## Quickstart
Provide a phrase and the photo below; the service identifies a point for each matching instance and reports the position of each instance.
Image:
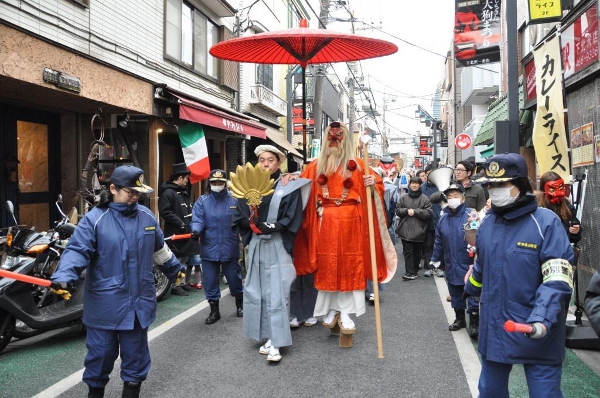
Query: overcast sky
(422, 30)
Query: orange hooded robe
(335, 245)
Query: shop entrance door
(32, 177)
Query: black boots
(459, 322)
(473, 329)
(239, 304)
(214, 312)
(95, 392)
(131, 389)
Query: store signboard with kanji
(579, 42)
(543, 11)
(477, 32)
(424, 147)
(463, 141)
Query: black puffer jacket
(413, 228)
(176, 210)
(592, 302)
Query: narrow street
(190, 359)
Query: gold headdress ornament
(251, 183)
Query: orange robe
(335, 246)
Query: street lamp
(430, 121)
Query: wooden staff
(373, 253)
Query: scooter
(32, 302)
(161, 282)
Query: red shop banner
(579, 49)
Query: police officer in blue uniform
(117, 242)
(212, 217)
(522, 273)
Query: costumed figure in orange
(333, 242)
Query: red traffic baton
(25, 278)
(514, 327)
(179, 237)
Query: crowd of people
(299, 269)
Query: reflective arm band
(557, 269)
(163, 255)
(474, 282)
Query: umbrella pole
(373, 253)
(304, 112)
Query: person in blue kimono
(523, 273)
(117, 243)
(270, 238)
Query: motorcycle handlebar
(179, 237)
(25, 278)
(514, 327)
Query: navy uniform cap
(504, 167)
(130, 177)
(217, 175)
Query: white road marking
(74, 379)
(466, 351)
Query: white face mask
(454, 203)
(501, 196)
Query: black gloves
(269, 228)
(244, 223)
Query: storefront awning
(279, 139)
(203, 114)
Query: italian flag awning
(195, 152)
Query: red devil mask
(555, 191)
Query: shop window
(264, 75)
(189, 35)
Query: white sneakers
(274, 355)
(271, 352)
(265, 348)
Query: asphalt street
(192, 359)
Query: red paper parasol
(303, 46)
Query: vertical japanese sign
(549, 135)
(543, 11)
(579, 42)
(582, 145)
(477, 32)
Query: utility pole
(434, 122)
(320, 72)
(352, 67)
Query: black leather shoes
(178, 291)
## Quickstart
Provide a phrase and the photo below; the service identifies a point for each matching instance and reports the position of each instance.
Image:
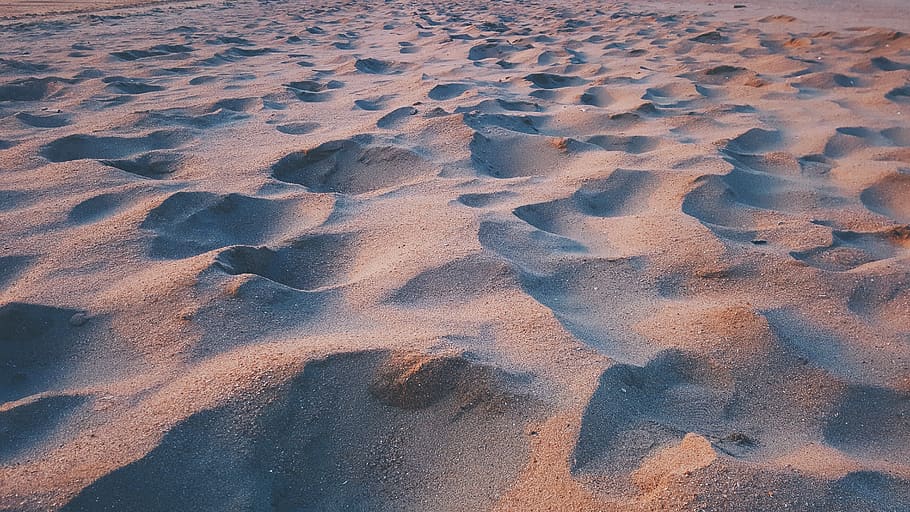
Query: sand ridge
(408, 256)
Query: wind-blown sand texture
(454, 256)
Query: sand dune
(650, 255)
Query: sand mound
(356, 429)
(454, 256)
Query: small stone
(78, 319)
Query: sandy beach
(455, 256)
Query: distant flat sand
(511, 256)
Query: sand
(507, 256)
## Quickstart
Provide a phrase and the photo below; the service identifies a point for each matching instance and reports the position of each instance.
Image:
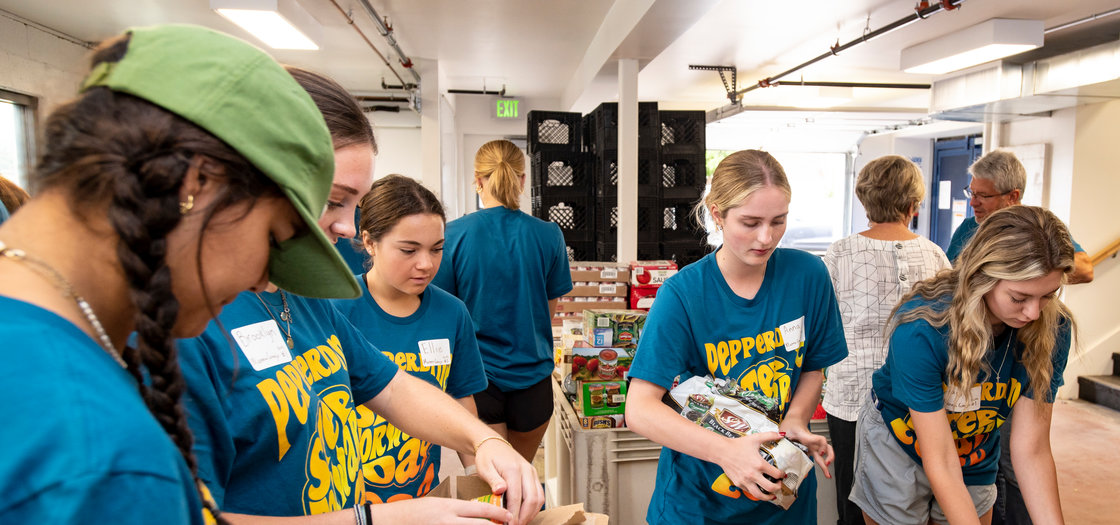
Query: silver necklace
(1007, 349)
(67, 290)
(285, 316)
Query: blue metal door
(951, 160)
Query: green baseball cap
(241, 95)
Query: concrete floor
(1085, 439)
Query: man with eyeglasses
(998, 180)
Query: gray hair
(1004, 169)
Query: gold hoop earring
(187, 205)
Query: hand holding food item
(721, 406)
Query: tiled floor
(1085, 439)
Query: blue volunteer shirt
(436, 344)
(78, 442)
(506, 265)
(968, 228)
(699, 326)
(276, 430)
(913, 377)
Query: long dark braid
(113, 148)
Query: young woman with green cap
(161, 195)
(274, 418)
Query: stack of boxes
(646, 277)
(595, 286)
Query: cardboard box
(600, 397)
(597, 289)
(607, 303)
(469, 487)
(642, 297)
(613, 328)
(651, 272)
(598, 271)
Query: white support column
(430, 132)
(627, 160)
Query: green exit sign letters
(507, 109)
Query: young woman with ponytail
(967, 348)
(161, 195)
(510, 269)
(279, 437)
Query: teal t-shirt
(80, 446)
(506, 265)
(436, 344)
(699, 326)
(276, 430)
(968, 228)
(913, 377)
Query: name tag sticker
(262, 344)
(435, 352)
(958, 403)
(793, 334)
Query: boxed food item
(473, 487)
(597, 289)
(651, 272)
(721, 406)
(600, 364)
(642, 297)
(591, 422)
(598, 271)
(607, 328)
(576, 305)
(600, 397)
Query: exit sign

■ ■ ■ ■

- Task instructions
Output every entry above exactly, minus the pictures.

- Your response
## Quickstart
Provide a phrase and the photo below; the service identifies a point for each matching instance and reports the position of each instance.
Image:
Query: overcast sky
(422, 30)
Query: orange hooded robe
(335, 245)
Query: shop entrance door
(32, 177)
Query: black boots
(459, 322)
(473, 329)
(239, 304)
(214, 312)
(95, 392)
(131, 389)
Query: store signboard with kanji
(579, 42)
(543, 11)
(477, 32)
(424, 147)
(463, 141)
Query: black puffer jacket
(413, 228)
(176, 210)
(592, 302)
Query: narrow street
(190, 359)
Query: gold headdress ornament
(251, 183)
Query: orange robe
(335, 246)
Query: street lamp
(430, 121)
Query: wooden staff
(373, 253)
Query: scooter
(32, 302)
(161, 282)
Query: red shop banner
(579, 49)
Query: police officer in blue uniform
(117, 242)
(212, 217)
(522, 273)
Query: costumed figure in orange
(333, 242)
Query: red traffic baton
(25, 278)
(514, 327)
(179, 237)
Query: crowd of people
(299, 269)
Query: reflective arm band
(557, 269)
(163, 255)
(474, 282)
Query: umbrella pole
(373, 253)
(304, 112)
Query: person in blue kimono
(523, 273)
(117, 243)
(270, 238)
Query: motorcycle handlebar
(179, 237)
(25, 278)
(514, 327)
Query: navy uniform cap
(504, 167)
(130, 177)
(217, 175)
Query: white road marking
(74, 379)
(466, 351)
Query: white face mask
(454, 203)
(501, 196)
Query: black gloves
(269, 228)
(244, 223)
Query: storefront awning
(279, 139)
(203, 114)
Query: italian flag awning
(195, 152)
Query: red devil mask
(555, 191)
Query: shop window
(264, 75)
(189, 35)
Query: white sneakers
(274, 355)
(271, 352)
(265, 348)
Query: asphalt street
(192, 359)
Query: red paper parasol
(303, 46)
Query: vertical japanese sign
(549, 135)
(543, 11)
(579, 42)
(582, 145)
(477, 32)
Query: utility pole
(434, 122)
(320, 72)
(352, 67)
Query: black leather shoes
(178, 291)
## Quickstart
Provide a phrase and the photo below; the service identifies a point for each matching instance and reports the position of each instance.
Image:
Query: sand ridge
(408, 256)
Query: wind-blown sand texture
(454, 256)
Query: sand dune
(650, 255)
Query: sand mound
(356, 429)
(454, 256)
Query: small stone
(78, 319)
Query: sandy beach
(455, 256)
Query: distant flat sand
(511, 256)
Query: sand
(507, 256)
## Quickstart
Provide a phrase and the photo below; the service identifies a point for each matching instance and reports the position of each instance.
Image:
Query: silver necklace
(1007, 349)
(67, 290)
(285, 316)
Query: blue metal door
(951, 160)
Query: green baseball cap
(241, 95)
Query: concrete floor
(1085, 439)
Query: man with eyeglasses
(998, 180)
Query: gray hair
(1004, 169)
Query: gold hoop earring
(187, 205)
Query: hand holding food item
(721, 406)
Query: tiled floor
(1085, 439)
Query: blue volunteer shirt
(436, 344)
(78, 442)
(506, 265)
(968, 228)
(699, 326)
(276, 430)
(913, 377)
Query: long dark braid
(113, 148)
Query: young woman with green cap
(161, 195)
(274, 418)
Query: stack of boxes
(646, 277)
(595, 286)
Query: cardboard box
(600, 397)
(597, 289)
(607, 303)
(469, 487)
(642, 297)
(613, 328)
(651, 272)
(598, 271)
Query: white support column
(430, 132)
(627, 160)
Query: green exit sign letters
(507, 109)
Query: young woman with ponytail
(967, 348)
(161, 195)
(510, 269)
(279, 437)
Query: teal t-shirt
(80, 446)
(506, 265)
(436, 344)
(699, 326)
(276, 430)
(968, 228)
(913, 377)
Query: name tag sticker
(262, 344)
(435, 352)
(958, 403)
(793, 334)
Query: boxed food item
(473, 487)
(597, 289)
(651, 272)
(721, 406)
(600, 364)
(642, 297)
(591, 422)
(598, 271)
(607, 328)
(576, 305)
(600, 397)
Query: exit sign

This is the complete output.